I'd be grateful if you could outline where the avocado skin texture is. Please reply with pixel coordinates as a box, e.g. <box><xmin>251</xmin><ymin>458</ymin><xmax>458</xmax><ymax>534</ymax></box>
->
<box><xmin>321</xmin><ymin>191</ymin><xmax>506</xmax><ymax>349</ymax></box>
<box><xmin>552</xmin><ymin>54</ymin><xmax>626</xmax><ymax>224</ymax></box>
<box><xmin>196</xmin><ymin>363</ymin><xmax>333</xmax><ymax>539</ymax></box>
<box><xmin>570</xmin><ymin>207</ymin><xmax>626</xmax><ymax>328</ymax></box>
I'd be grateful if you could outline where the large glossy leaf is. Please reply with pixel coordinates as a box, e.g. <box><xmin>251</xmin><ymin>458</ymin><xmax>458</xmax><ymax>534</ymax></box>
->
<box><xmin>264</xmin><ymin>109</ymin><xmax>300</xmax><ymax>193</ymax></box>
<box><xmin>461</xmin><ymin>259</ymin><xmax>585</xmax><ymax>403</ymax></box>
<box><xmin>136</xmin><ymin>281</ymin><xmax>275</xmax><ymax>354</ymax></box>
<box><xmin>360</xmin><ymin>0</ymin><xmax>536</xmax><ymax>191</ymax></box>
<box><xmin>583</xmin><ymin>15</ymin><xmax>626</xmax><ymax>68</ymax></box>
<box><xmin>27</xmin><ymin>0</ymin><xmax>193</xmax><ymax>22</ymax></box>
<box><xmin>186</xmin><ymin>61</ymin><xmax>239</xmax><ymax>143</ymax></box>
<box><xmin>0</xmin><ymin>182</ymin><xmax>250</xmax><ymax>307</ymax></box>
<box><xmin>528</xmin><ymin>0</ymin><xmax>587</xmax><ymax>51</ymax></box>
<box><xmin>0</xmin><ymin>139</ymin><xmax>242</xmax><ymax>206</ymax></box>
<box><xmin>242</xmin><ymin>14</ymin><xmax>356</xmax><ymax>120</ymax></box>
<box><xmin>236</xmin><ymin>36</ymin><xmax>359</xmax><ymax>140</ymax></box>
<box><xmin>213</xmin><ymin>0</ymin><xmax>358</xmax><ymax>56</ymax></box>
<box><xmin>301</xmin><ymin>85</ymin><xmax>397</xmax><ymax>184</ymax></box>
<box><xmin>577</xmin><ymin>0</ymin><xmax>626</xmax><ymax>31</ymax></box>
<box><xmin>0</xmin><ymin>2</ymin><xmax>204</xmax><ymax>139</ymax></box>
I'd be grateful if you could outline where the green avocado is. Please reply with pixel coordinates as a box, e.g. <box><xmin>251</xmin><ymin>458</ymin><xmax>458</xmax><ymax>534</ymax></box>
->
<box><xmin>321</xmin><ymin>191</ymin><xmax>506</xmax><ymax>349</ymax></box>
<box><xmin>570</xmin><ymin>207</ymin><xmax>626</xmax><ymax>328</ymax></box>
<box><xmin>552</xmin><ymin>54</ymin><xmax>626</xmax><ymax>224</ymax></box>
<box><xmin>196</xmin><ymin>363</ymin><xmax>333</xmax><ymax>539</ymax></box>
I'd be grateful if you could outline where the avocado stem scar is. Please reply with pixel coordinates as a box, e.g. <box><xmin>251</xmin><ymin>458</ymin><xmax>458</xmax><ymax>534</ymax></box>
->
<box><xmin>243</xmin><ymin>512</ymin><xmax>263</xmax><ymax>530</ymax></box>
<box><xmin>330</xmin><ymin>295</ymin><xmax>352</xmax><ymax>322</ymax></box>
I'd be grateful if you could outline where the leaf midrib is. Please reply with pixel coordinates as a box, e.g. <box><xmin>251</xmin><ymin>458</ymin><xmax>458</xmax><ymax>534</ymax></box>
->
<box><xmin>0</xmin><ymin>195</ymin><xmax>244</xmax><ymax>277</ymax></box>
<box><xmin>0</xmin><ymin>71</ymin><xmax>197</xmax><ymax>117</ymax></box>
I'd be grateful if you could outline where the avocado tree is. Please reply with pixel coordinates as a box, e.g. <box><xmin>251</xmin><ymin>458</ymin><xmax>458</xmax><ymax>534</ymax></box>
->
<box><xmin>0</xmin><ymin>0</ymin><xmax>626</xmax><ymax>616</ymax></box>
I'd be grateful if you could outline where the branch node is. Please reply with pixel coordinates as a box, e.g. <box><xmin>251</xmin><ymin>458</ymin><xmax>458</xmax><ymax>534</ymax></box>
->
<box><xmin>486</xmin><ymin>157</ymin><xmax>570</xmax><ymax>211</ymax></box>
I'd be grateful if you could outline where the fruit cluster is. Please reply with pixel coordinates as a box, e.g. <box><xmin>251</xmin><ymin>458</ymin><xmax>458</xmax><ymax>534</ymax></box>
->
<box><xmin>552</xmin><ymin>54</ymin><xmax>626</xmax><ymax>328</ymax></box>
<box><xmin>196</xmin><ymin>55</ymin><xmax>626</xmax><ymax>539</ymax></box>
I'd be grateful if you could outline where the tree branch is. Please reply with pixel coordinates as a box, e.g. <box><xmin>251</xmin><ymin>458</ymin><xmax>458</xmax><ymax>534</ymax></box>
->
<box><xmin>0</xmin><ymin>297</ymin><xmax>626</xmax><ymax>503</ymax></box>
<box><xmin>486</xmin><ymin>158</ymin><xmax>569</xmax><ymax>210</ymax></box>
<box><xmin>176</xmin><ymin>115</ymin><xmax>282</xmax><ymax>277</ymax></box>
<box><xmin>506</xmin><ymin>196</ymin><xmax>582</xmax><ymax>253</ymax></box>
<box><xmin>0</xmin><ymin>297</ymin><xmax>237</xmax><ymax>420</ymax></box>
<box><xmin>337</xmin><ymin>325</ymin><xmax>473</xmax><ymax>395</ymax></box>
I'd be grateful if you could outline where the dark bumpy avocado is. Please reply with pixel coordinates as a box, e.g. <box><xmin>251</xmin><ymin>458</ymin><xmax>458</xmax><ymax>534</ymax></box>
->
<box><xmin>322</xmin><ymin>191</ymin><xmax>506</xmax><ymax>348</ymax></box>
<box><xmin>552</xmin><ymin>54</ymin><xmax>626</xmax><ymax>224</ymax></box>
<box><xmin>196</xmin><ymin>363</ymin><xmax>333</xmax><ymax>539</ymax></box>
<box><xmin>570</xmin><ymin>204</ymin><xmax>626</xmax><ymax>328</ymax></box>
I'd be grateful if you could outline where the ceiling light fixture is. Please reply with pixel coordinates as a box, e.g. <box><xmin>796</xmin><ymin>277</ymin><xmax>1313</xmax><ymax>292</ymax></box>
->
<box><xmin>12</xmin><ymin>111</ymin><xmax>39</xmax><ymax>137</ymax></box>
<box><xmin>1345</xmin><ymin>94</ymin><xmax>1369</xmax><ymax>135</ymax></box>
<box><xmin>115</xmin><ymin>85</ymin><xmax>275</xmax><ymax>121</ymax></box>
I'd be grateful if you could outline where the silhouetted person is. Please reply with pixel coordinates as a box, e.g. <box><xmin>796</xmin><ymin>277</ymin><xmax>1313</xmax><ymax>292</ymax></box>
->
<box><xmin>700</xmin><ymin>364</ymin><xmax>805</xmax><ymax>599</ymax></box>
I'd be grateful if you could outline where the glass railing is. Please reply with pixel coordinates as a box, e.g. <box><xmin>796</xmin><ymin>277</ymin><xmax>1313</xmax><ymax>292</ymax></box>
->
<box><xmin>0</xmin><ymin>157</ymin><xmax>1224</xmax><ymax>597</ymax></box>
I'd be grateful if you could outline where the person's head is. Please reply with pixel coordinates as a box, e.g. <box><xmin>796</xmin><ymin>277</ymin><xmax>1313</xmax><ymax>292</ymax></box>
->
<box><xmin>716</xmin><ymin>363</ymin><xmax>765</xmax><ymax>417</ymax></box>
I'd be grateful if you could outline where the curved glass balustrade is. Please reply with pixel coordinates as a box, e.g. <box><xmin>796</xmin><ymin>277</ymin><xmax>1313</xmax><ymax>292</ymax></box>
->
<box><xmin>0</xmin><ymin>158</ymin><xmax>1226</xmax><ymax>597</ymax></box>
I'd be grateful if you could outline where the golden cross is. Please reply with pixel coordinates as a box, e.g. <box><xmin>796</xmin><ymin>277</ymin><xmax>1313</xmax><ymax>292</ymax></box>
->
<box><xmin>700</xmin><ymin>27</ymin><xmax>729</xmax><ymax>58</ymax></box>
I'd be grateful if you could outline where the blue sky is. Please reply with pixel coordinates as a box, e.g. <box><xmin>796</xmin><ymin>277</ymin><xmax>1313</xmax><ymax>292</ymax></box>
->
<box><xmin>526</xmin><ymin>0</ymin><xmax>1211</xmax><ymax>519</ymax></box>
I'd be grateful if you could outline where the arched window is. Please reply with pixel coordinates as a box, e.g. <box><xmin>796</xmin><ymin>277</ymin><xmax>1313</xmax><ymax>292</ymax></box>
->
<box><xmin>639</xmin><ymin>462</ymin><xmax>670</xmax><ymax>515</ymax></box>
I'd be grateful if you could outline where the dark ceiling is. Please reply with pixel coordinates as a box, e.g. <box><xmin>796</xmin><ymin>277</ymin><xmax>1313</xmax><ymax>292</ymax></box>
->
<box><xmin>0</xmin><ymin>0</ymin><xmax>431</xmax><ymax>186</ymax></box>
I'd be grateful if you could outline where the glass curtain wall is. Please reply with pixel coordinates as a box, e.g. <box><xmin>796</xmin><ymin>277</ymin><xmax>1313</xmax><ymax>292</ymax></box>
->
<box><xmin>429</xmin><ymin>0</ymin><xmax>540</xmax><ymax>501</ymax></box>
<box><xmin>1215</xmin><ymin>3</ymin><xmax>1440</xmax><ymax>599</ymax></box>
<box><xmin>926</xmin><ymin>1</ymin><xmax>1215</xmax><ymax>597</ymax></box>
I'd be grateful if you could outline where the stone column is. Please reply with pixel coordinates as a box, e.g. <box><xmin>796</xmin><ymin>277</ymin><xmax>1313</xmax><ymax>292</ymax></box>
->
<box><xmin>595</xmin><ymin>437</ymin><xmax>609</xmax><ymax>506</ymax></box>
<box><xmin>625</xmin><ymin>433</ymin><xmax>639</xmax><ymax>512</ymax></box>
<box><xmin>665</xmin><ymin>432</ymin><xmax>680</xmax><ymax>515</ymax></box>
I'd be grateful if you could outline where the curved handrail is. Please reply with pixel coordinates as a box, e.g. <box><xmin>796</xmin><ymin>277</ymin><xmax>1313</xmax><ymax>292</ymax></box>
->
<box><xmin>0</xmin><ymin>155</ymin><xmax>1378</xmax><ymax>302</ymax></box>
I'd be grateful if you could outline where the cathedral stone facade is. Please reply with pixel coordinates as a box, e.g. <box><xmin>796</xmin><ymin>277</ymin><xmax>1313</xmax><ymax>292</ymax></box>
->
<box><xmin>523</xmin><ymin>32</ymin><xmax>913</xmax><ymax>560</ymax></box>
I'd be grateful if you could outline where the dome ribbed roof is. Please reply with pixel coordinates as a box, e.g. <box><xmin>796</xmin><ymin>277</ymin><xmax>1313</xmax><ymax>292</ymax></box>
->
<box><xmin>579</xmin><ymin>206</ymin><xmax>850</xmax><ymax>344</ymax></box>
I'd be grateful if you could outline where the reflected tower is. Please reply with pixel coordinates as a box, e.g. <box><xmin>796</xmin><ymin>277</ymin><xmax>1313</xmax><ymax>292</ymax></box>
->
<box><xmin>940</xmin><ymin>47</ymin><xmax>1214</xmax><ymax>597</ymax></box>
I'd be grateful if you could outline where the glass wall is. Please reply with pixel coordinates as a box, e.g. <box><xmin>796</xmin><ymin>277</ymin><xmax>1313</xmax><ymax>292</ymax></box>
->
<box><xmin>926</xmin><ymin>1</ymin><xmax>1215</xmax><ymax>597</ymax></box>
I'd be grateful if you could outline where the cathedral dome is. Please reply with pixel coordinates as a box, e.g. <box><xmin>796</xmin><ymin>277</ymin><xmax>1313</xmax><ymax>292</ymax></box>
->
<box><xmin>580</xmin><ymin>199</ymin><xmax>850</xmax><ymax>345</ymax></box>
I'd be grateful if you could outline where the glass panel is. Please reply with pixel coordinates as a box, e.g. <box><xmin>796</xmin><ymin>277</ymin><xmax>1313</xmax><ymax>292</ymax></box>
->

GIVEN EXERCISE: Please repeat the listing from the line containing "I'd be grateful if you could outline where the glass wall" through its end, substituting "mark" for "outline" and leaving everything else as it stands. Give only those lines.

SOLUTION FOR THIS PROBLEM:
I'd be grateful if you could mark where the glass wall is. Please reply with pixel coordinates as a box, e.g. <box><xmin>796</xmin><ymin>277</ymin><xmax>1313</xmax><ymax>292</ymax></box>
->
<box><xmin>926</xmin><ymin>1</ymin><xmax>1215</xmax><ymax>597</ymax></box>
I'd be grateful if you could mark where the cathedral dome is. Please reply with pixel coordinates as a box, e.g. <box><xmin>796</xmin><ymin>277</ymin><xmax>1313</xmax><ymax>292</ymax></box>
->
<box><xmin>580</xmin><ymin>199</ymin><xmax>850</xmax><ymax>345</ymax></box>
I'd be grateful if you could mark where the glass panel is. Please reply with pixel coordinates as a box, e.g. <box><xmin>796</xmin><ymin>277</ymin><xmax>1313</xmax><ymax>292</ymax></box>
->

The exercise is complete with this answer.